(EXERCISE DETAILS): Write out the whole listing exactly; no images belong in it.

(INPUT MATERIAL):
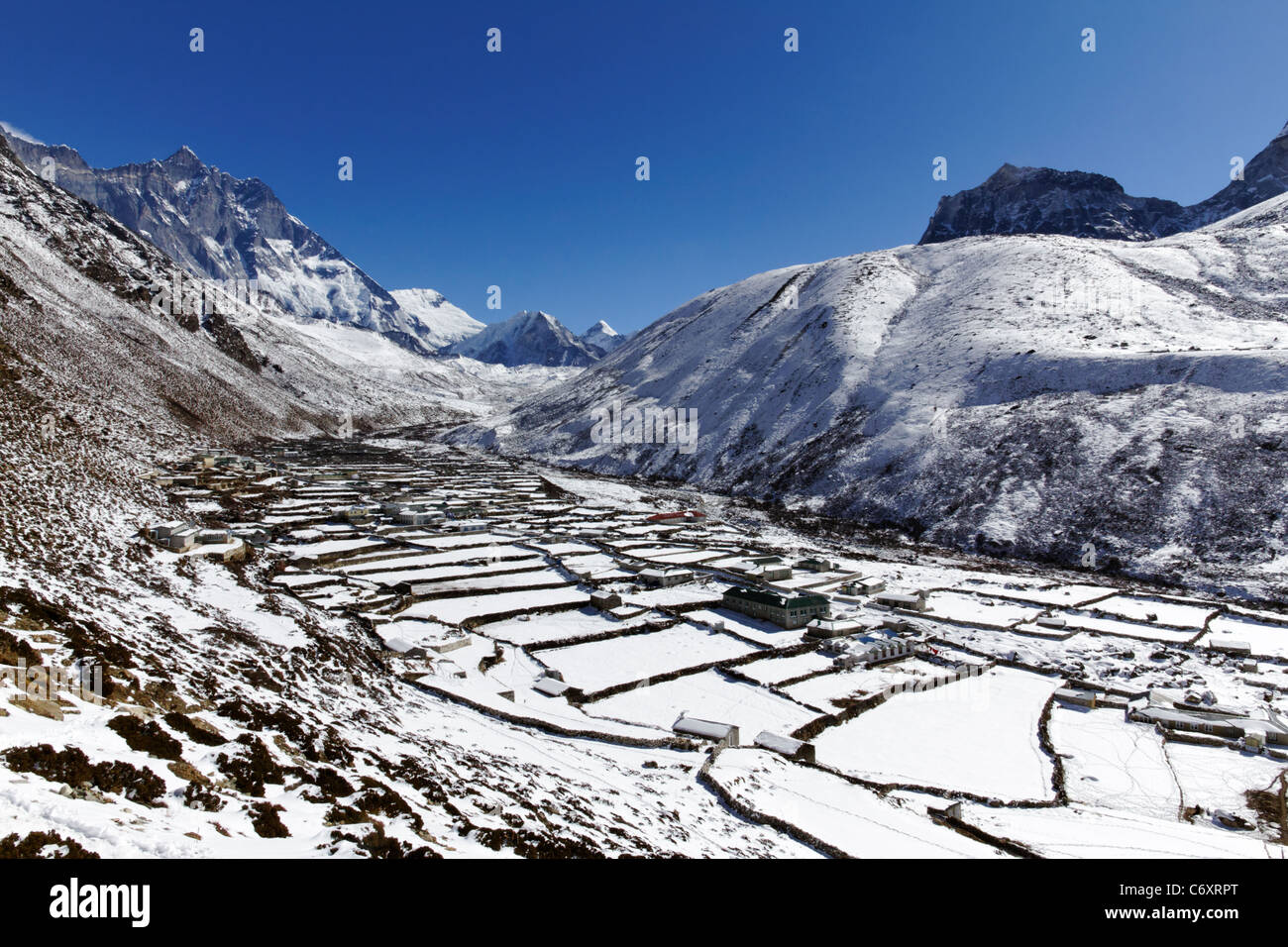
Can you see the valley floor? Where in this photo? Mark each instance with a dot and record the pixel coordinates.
(397, 647)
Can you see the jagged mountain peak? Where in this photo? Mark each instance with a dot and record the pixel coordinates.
(531, 337)
(1083, 204)
(222, 227)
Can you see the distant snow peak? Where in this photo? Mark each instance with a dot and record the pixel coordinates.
(527, 338)
(603, 338)
(230, 228)
(11, 132)
(439, 322)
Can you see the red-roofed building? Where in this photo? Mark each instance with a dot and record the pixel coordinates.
(682, 514)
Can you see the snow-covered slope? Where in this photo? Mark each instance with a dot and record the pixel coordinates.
(527, 338)
(1076, 204)
(78, 289)
(228, 228)
(601, 338)
(1021, 394)
(443, 322)
(1041, 200)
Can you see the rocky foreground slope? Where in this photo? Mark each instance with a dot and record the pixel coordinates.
(236, 719)
(1028, 395)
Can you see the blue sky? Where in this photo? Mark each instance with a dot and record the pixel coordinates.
(518, 169)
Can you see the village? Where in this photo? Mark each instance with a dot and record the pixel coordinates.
(588, 608)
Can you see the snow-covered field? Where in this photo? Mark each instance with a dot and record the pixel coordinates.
(979, 735)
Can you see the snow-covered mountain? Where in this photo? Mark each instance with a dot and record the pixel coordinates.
(443, 322)
(91, 308)
(223, 227)
(1041, 200)
(603, 338)
(1021, 394)
(1077, 204)
(527, 338)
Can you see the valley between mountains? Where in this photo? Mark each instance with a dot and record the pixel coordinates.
(979, 551)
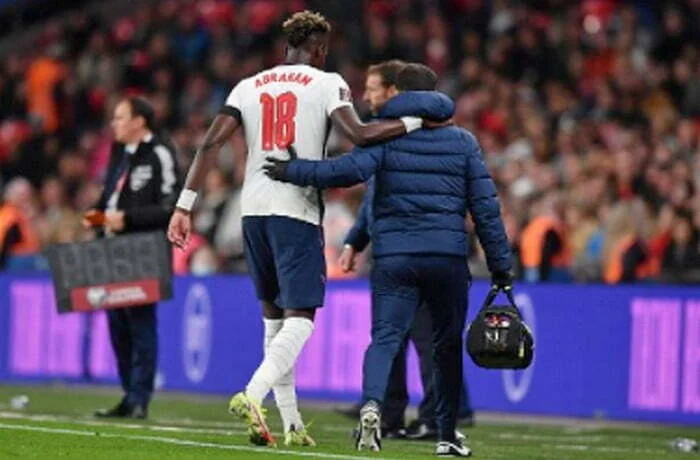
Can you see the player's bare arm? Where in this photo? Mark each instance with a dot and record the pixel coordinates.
(220, 131)
(347, 121)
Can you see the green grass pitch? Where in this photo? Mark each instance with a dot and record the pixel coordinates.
(57, 425)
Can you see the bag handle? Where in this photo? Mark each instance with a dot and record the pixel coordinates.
(494, 291)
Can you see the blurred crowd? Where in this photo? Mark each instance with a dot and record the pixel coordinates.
(588, 114)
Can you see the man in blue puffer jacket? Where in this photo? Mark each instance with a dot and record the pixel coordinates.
(425, 183)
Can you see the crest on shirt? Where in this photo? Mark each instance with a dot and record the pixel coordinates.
(140, 177)
(345, 94)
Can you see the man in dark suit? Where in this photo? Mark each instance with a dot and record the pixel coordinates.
(142, 185)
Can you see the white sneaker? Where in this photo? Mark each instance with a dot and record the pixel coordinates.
(452, 449)
(369, 433)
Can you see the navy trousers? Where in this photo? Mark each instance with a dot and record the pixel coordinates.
(399, 284)
(134, 335)
(396, 399)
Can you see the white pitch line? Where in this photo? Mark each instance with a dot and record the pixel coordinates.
(115, 424)
(181, 442)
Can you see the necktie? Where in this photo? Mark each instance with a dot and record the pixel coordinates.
(116, 180)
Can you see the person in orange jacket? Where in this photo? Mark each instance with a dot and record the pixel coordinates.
(18, 237)
(544, 243)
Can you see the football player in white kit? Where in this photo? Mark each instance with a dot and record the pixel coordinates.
(293, 103)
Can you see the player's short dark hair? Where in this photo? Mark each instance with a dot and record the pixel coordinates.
(303, 25)
(140, 107)
(416, 77)
(388, 71)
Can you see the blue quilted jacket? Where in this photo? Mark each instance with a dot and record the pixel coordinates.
(425, 182)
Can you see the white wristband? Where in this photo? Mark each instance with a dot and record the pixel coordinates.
(411, 123)
(186, 200)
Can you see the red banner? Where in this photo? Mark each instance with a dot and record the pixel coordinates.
(116, 295)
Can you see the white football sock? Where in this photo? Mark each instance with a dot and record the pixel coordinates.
(285, 392)
(282, 353)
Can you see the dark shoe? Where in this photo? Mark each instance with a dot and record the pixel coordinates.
(419, 430)
(352, 412)
(138, 412)
(393, 432)
(121, 410)
(467, 421)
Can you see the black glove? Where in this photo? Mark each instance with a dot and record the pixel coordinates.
(502, 281)
(276, 169)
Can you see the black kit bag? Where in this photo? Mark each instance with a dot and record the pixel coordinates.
(498, 338)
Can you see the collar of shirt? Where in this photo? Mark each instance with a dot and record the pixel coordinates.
(131, 148)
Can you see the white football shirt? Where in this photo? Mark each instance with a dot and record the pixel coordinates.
(287, 104)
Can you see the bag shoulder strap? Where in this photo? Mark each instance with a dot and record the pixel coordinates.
(493, 293)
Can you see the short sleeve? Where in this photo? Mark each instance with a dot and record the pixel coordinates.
(234, 103)
(337, 93)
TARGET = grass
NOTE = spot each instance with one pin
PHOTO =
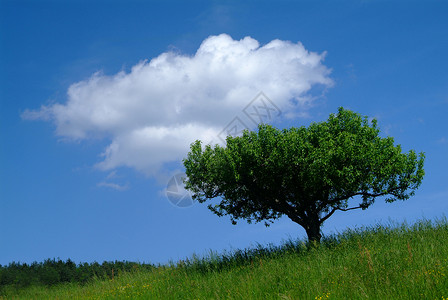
(378, 262)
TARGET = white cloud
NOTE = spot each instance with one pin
(114, 186)
(152, 113)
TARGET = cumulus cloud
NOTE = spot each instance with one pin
(152, 113)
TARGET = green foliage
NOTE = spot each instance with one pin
(52, 272)
(397, 261)
(305, 173)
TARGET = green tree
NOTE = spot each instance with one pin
(305, 173)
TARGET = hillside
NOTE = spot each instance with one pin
(378, 262)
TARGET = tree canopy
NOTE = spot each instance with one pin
(305, 173)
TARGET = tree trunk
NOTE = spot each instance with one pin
(313, 231)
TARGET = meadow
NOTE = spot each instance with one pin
(393, 261)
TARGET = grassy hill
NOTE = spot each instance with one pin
(377, 262)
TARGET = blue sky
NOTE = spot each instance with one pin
(90, 133)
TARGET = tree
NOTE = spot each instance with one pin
(305, 173)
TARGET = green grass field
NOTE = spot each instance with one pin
(377, 262)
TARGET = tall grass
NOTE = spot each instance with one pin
(394, 261)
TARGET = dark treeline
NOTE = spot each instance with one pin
(52, 271)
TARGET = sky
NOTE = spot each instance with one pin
(100, 100)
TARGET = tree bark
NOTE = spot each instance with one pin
(312, 229)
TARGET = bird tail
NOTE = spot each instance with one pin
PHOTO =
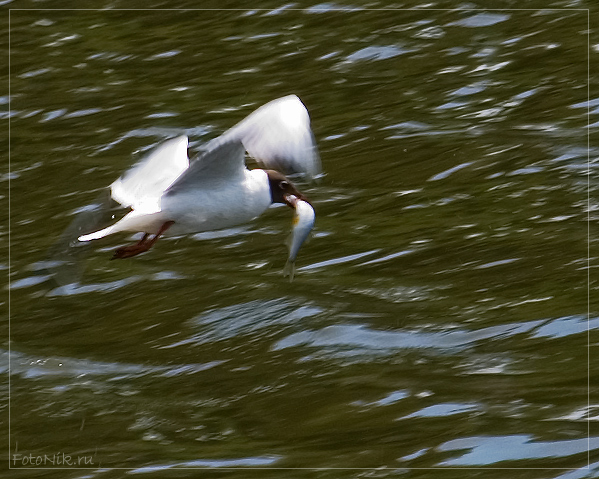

(RESULT):
Can you see the valley floor? Where in this photo? Mark each instance with a dot and record the pixel coordinates.
(397, 647)
Can you see the jagged mountain peak? Where in this photo? Mark each instance with a dot and record the pixel coordinates.
(531, 337)
(1083, 204)
(222, 227)
Can you see the distant snow peak? Where in this photo? Mark each instance with a dot and record the pixel coordinates.
(527, 338)
(603, 338)
(230, 228)
(11, 132)
(439, 322)
Can you see the red-roofed building? Where in this photo? Mark each instance with a dot and record the pixel coordinates.
(682, 514)
Can you see the snow-covered slope? Where in this photo? Mark each instance with a dot and record the pixel coordinates.
(527, 338)
(1076, 204)
(78, 289)
(228, 228)
(601, 338)
(1021, 394)
(443, 322)
(1041, 200)
Can you see the rocky foreground slope? Where in this photo? Mark each instance with a dot and record the pixel coordinates.
(236, 719)
(1028, 395)
Can you see the blue sky? Where in this photo? Mark each instance with a dot and record the pixel coordinates.
(518, 169)
Can you see the village? Where in this photo? Mark each instance with a dot and record the pixel coordinates.
(588, 608)
Can you see the snow-covered field? Where in this photo? Mark each instance with a dot and record the pixel coordinates.
(979, 735)
Can you see the snow-covered mountain? Where in this photo? Mark each instance with a dot and record the pixel coordinates.
(443, 322)
(91, 308)
(223, 227)
(1041, 200)
(603, 338)
(1021, 394)
(1077, 204)
(527, 338)
Can you see the valley between mountains? Where in this photo? Mark each instance with a dot and record the pixel coordinates.
(979, 551)
Can you see the player's bare arm? Where in this photo? Mark each instance with a dot and record the pixel coordinates.
(220, 131)
(347, 121)
Can you see the green grass pitch? Where in this photo? Mark each instance with a dot and record the pixel coordinates.
(57, 425)
Can you see the bag handle? Where in this photo? Mark each instance with a dot and record the pixel coordinates.
(494, 291)
Can you see the blurred crowd? Where in this photo? Mark each instance with a dot and record the pixel coordinates.
(588, 114)
Can you see the man in blue puffer jacket? Where in this photo? Mark each instance with a dot and record the pixel coordinates.
(425, 183)
Can you see the crest on shirt? Where in this photo? Mark each instance with a dot and record the pixel coordinates.
(140, 177)
(345, 94)
Can you see the man in dark suit? Where in this photo? Mark each instance with a dot and record the pixel coordinates.
(142, 185)
Can you see the white sneaker? Where in this photo? Mark each instance with a dot and record the pixel coordinates.
(452, 449)
(369, 433)
Can you see the navy trousers? Where in this photo? Mark each instance with a dot and record the pixel coordinates.
(399, 284)
(134, 335)
(396, 399)
Can you see the white pitch line? Where in this photo? Mark each instance with a dot and record the pixel coordinates.
(115, 424)
(181, 442)
Can you see the necktie? Where in this photo? Mark each instance with a dot and record the pixel coordinates.
(116, 180)
Can you see the person in orange jacket? Where in this photo? Mark each instance with a dot and record the pixel coordinates.
(18, 237)
(544, 243)
Can you see the football player in white kit? Where in this photo? Mark each instance with a dot and record the pixel coordinates.
(293, 103)
Can you see the player's short dark hair? Where in this photo? Mark each instance with a dot and record the pixel coordinates.
(303, 25)
(140, 107)
(416, 77)
(388, 71)
Can you see the blue quilted jacket? Where in this photo? Mark each instance with a dot and record the pixel coordinates.
(425, 182)
Can you see the white wristband? Where in this photo? Mark each instance with a dot and record the pixel coordinates.
(411, 123)
(186, 200)
Can you see the red banner? Where in this photo? Mark each instance with a dot and record the pixel coordinates.
(116, 295)
Can you see the white football sock? Where in this photo? Mark each instance with a dot and record the pixel coordinates.
(285, 392)
(282, 353)
Can you see the dark shoe? Where in this photo? Mark each instance with a dot and record the pixel coordinates.
(419, 430)
(352, 412)
(138, 412)
(393, 432)
(121, 410)
(467, 421)
Can you see the black glove? Where in this photo? Mark each instance with a dot and record the pixel coordinates.
(502, 281)
(276, 169)
Can you see the black kit bag? Where in this photo? Mark each instance with a dot and record the pixel coordinates.
(498, 338)
Can you see the collar of shirt? Where in this photo? Mark each instance with a dot and record the pixel coordinates.
(131, 148)
Can you see the white football shirt? Where in this photo? Mark each instance with a dot and record the pixel coordinates.
(287, 104)
Can you see the bag shoulder strap? Where in this photo? Mark each instance with a dot and record the pixel coordinates.
(493, 293)
Can you see the short sleeve? Where in this photo? Mark each instance with a dot and record the pixel coordinates.
(234, 103)
(337, 93)
TARGET = grass
NOTE = spot each instance with one pin
PHOTO =
(378, 262)
TARGET = white cloud
NOTE = spot each instance with one pin
(114, 186)
(152, 113)
TARGET = cumulus cloud
NOTE = spot each instance with one pin
(152, 113)
TARGET = green foliage
NOTE = spot each instance with one pin
(52, 272)
(397, 261)
(305, 173)
TARGET = green tree
NOTE = spot each instance with one pin
(305, 173)
TARGET = hillside
NOTE = spot each instance with one pin
(378, 262)
TARGET = tree canopy
NOTE = spot each instance with one pin
(305, 173)
TARGET = tree trunk
NOTE = spot each instance with one pin
(313, 231)
TARGET = meadow
NOTE = spot each instance with one pin
(393, 261)
TARGET = grassy hill
NOTE = spot each instance with one pin
(377, 262)
TARGET = blue sky
NOTE = spot each instance with one pin
(90, 133)
TARGET = tree
NOTE = spot each instance with one pin
(305, 173)
TARGET = green grass field
NOTE = spot each instance with one pin
(377, 262)
TARGET = tall grass
NOTE = spot each instance with one pin
(394, 261)
TARGET = dark treeline
NOTE = spot each instance with one pin
(52, 271)
TARGET = sky
NOTE = spot each instance with one pin
(100, 100)
TARGET = tree bark
NOTE = spot each instance with one pin
(312, 229)
TARGET = bird tail
NOTE = spot each instance with one pin
PHOTO =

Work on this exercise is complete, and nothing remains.